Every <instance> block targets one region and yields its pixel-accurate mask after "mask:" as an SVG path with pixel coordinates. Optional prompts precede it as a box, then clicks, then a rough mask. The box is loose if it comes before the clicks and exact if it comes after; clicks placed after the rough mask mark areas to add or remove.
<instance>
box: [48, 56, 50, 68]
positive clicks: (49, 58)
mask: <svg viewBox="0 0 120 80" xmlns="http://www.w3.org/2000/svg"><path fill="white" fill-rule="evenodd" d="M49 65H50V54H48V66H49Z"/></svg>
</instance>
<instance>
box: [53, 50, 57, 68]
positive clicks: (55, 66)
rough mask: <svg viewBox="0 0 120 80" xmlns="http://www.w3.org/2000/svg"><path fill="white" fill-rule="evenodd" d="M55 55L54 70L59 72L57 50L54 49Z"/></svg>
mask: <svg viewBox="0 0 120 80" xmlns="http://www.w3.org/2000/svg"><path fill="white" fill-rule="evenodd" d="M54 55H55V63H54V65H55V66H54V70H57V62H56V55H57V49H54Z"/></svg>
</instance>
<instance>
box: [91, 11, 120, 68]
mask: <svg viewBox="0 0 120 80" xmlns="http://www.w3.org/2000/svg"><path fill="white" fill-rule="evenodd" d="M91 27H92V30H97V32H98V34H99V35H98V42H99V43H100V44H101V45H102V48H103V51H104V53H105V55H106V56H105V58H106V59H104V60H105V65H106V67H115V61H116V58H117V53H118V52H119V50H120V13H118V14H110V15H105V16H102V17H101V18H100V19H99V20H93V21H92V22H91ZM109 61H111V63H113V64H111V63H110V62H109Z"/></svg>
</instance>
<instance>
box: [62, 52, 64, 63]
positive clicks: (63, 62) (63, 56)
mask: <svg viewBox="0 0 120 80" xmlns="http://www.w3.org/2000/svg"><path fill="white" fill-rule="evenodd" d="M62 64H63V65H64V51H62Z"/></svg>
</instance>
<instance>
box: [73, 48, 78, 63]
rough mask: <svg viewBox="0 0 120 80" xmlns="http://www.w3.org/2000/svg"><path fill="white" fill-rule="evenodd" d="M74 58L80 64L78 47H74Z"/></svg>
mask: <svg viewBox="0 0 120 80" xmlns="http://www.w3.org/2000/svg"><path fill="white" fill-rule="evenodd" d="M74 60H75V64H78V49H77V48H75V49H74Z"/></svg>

To-do item: Rewrite every row above as a Markdown table with the columns No. and Text. Number each row in No. and leave out blank lines.

Solution to this exercise:
| No. | Text |
|---|---|
| 1 | Every <instance> block targets one region and yields its pixel-accurate mask after "mask:" as an SVG path with pixel coordinates. Optional prompts precede it as a box, then clicks, then a rough mask. The box is loose if it comes before the clicks and exact if it comes after; clicks placed after the rough mask mark areas to add or remove. |
| 2 | <instance> |
| 3 | box: [48, 56, 50, 68] |
| 4 | positive clicks: (49, 58) |
| 5 | mask: <svg viewBox="0 0 120 80" xmlns="http://www.w3.org/2000/svg"><path fill="white" fill-rule="evenodd" d="M49 65H50V54H48V66H49Z"/></svg> |
| 6 | </instance> |
| 7 | <instance> |
| 8 | box: [53, 50, 57, 68] |
| 9 | positive clicks: (55, 66) |
| 10 | rough mask: <svg viewBox="0 0 120 80" xmlns="http://www.w3.org/2000/svg"><path fill="white" fill-rule="evenodd" d="M55 55L54 70L59 72L57 50L54 49Z"/></svg> |
| 11 | mask: <svg viewBox="0 0 120 80" xmlns="http://www.w3.org/2000/svg"><path fill="white" fill-rule="evenodd" d="M54 55H55V63H54V65H55V66H54V70H57V62H56V55H57V49H54Z"/></svg> |
| 12 | </instance> |
| 13 | <instance> |
| 14 | box: [91, 11, 120, 68] |
| 15 | mask: <svg viewBox="0 0 120 80" xmlns="http://www.w3.org/2000/svg"><path fill="white" fill-rule="evenodd" d="M91 27H92V30H97V32H98V34H99V35H98V42H99V43H100V44H101V45H102V48H103V51H104V53H105V55H106V56H105V58H106V59H104V60H105V65H106V67H115V61H116V58H117V53H118V52H119V50H120V13H118V14H110V15H105V16H102V17H101V18H100V19H99V20H93V21H92V22H91ZM109 61H111V63H113V64H111V63H110V62H109Z"/></svg> |
| 16 | </instance> |
| 17 | <instance> |
| 18 | box: [62, 52, 64, 63] |
| 19 | positive clicks: (63, 62) (63, 56) |
| 20 | mask: <svg viewBox="0 0 120 80" xmlns="http://www.w3.org/2000/svg"><path fill="white" fill-rule="evenodd" d="M62 64H63V65H64V51H62Z"/></svg> |
| 21 | </instance> |
| 22 | <instance> |
| 23 | box: [73, 48, 78, 63] |
| 24 | rough mask: <svg viewBox="0 0 120 80" xmlns="http://www.w3.org/2000/svg"><path fill="white" fill-rule="evenodd" d="M74 58L80 64L78 47H74Z"/></svg> |
| 25 | mask: <svg viewBox="0 0 120 80" xmlns="http://www.w3.org/2000/svg"><path fill="white" fill-rule="evenodd" d="M74 60H75V64H78V49H77V48H75V49H74Z"/></svg> |